_TASK GOAL_: Set down, word for word, the part of the bathroom-break text that opens with the words containing "Can such a person" and closes with "use the bathroom?".

A Bathroom Break is Allowed during the Trial

The answer is yes; a juror or jurors can raise their hands and request a bathroom break from the judge. The judge will honor such a request, stop the trial, allow everybody to take a break, and get back after some time to resume the trial. Nobody talks about this because it is not on anyone’s mind, until a person would want to use the bathroom when the trial is marching forward.

Judge and Court

Make sure you do not disturb the court proceedings if you have to take a bathroom break during the course of the trial.

Can such a person simply get up quietly and walk out of the courtroom? The answer is yes, if the person is sitting in the back of the courtroom. In the back of the courtroom, you do not have to ask permission, since it is a public courtroom and a person can leave when he needs to, without disturbing the court proceedings. What if it is an attorney, who needs to use the bathroom?

What happens when the lawyer is questioning a witness, and he needs to take a bathroom break? The attorney can ask the judge for a break, and depending on how the case is progressing or how much distress the attorney is obviously in, the judge might agree to provide few minutes bathroom break.

Does the Judge need to Stop Trial Proceedings?

Hence, anyone in the back of the courtroom can simply walk out without asking the judge’s permission, while the trial proceedings are in full swing. Jurors on the other hand, have to ask specifically for permission, since the judge will have to stop the proceedings and authorize a bathroom break.

None of the normal trial proceedings can go on in the absence of a juror or jurors. Each juror is supposed to listen and evaluate the case individually, and therefore cannot miss anything that happens during the trial. Therefore the judge, will obviously have to stop proceedings and resume the trial after the bathroom break.

Can an Attorney Request a Bathroom Break?

The same holds true for lawyers as well, even when it is the lawyer not questioning the witness, who needs the bathroom break. The judge will have to stop proceedings and resume trial when the lawyer ready to proceed. However, a judge will consider many things before allowing a bathroom break for an attorney, since this strategy could be employed to create a break purposefully. For instance, the defense witness is on the stand and he is floundering under the cross-examination of the plaintiff’s lawyer.

The defense lawyer might ask for a bathroom break to create an opportunity for the witness to get his thoughts organized, and be more ready when the questioning resumes. Based on this deviousness, if the judge feels something like untoward is going on, he might order the bathroom break after the questioning is over and not immediately.

_SUPPLIED MATERIAL_:
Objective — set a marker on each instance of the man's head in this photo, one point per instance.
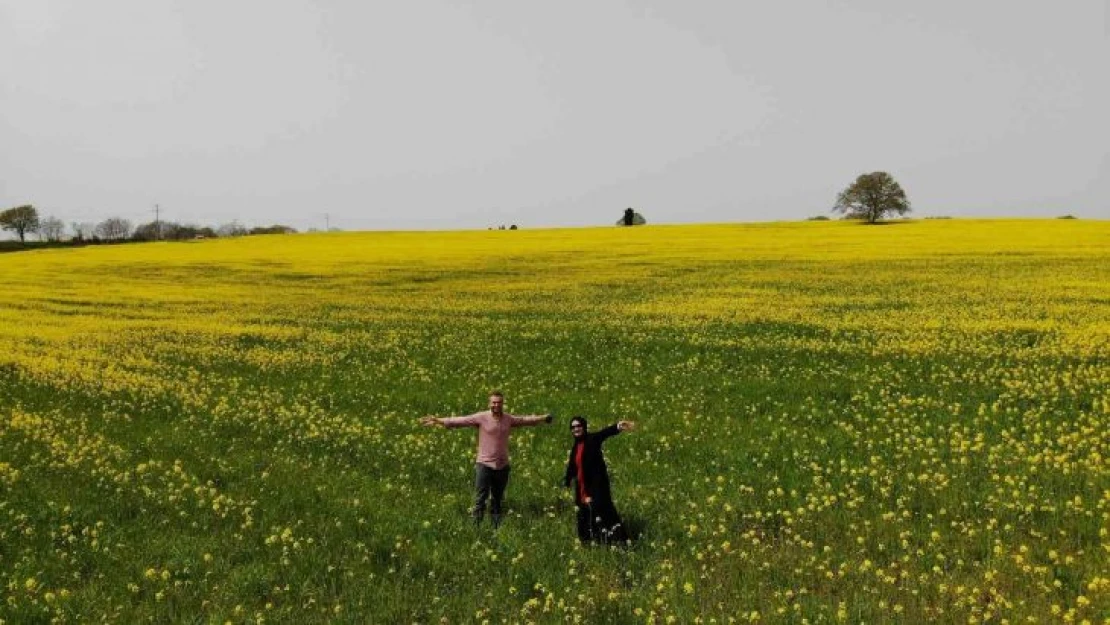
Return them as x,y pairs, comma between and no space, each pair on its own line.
496,403
578,426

_ANSWER TO THE TASK_:
Can such a person simply get up quietly and walk out of the courtroom? The answer is yes, if the person is sitting in the back of the courtroom. In the back of the courtroom, you do not have to ask permission, since it is a public courtroom and a person can leave when he needs to, without disturbing the court proceedings. What if it is an attorney, who needs to use the bathroom?